Task objective
Scan the listing below for "window", then report every line that has it.

Data section
━━━
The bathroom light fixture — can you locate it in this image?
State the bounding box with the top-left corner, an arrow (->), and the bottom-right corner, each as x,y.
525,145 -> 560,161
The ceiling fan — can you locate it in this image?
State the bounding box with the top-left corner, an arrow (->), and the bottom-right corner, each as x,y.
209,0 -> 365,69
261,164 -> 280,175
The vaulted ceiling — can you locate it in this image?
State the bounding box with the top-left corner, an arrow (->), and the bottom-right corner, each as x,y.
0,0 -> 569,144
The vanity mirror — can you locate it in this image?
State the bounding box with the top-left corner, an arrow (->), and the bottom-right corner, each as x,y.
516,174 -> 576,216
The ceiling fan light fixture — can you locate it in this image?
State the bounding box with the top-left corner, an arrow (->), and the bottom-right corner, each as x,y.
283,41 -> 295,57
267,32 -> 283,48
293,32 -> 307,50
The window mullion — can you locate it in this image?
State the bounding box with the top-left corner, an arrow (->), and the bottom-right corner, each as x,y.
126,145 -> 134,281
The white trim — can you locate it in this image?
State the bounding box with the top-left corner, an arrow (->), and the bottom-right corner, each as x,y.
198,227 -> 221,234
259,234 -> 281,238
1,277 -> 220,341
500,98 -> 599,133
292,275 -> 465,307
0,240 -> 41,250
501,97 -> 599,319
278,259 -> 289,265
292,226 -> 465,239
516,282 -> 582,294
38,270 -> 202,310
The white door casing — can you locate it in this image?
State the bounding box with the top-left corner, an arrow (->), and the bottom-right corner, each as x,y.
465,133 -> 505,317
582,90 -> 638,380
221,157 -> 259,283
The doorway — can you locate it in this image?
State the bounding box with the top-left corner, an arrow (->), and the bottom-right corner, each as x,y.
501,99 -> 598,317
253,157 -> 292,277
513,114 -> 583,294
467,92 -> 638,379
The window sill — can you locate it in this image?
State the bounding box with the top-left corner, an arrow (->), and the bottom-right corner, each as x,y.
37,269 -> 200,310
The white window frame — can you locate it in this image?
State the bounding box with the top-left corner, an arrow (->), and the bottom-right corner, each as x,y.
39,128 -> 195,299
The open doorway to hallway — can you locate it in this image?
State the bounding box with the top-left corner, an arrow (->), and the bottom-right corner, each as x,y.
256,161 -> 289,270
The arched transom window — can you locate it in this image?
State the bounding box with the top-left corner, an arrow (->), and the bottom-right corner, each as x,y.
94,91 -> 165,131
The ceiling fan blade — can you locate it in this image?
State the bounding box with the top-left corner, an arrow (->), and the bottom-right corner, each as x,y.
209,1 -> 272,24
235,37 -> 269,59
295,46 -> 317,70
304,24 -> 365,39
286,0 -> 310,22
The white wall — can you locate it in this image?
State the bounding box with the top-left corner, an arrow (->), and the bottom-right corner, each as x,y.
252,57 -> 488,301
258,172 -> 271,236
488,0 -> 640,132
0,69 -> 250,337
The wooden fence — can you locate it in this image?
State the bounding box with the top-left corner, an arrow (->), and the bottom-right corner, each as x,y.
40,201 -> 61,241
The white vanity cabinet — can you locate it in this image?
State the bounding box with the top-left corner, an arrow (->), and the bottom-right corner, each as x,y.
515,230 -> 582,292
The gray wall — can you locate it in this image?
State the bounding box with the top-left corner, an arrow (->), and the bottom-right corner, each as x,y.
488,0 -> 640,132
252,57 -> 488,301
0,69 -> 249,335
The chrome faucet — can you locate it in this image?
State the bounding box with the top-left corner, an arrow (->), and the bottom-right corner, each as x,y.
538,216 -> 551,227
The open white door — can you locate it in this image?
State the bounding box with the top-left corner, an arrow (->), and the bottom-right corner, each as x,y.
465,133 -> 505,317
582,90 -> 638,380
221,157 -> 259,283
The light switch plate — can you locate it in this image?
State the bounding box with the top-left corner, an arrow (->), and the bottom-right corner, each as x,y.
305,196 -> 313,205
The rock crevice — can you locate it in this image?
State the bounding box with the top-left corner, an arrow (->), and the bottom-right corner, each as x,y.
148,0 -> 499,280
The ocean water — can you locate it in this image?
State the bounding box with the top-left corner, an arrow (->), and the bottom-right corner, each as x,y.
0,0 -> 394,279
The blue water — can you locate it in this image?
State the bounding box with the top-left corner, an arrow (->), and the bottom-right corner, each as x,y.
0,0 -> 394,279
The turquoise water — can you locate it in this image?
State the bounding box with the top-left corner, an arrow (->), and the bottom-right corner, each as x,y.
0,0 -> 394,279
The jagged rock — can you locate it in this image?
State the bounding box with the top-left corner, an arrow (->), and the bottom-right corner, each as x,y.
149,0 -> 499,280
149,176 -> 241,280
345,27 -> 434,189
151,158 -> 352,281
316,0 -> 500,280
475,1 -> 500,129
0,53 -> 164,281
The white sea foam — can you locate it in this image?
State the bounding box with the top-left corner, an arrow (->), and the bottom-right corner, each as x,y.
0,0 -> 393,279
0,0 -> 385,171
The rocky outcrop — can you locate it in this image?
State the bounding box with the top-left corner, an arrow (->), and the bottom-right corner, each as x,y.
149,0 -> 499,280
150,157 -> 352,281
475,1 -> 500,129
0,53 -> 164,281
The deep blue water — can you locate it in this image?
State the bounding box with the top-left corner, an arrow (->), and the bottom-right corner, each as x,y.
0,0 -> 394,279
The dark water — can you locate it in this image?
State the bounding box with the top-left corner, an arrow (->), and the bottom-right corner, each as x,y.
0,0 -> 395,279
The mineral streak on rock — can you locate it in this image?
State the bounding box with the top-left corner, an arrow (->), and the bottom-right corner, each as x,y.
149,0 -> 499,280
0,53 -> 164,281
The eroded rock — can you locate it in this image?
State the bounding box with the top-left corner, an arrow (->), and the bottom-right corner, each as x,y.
━━━
Answer space
The window mullion — can you locate it in this image?
The window sill — can you locate it in this image?
The white window frame — can you locate it in this image?
The arched transom window — can you locate it in this image?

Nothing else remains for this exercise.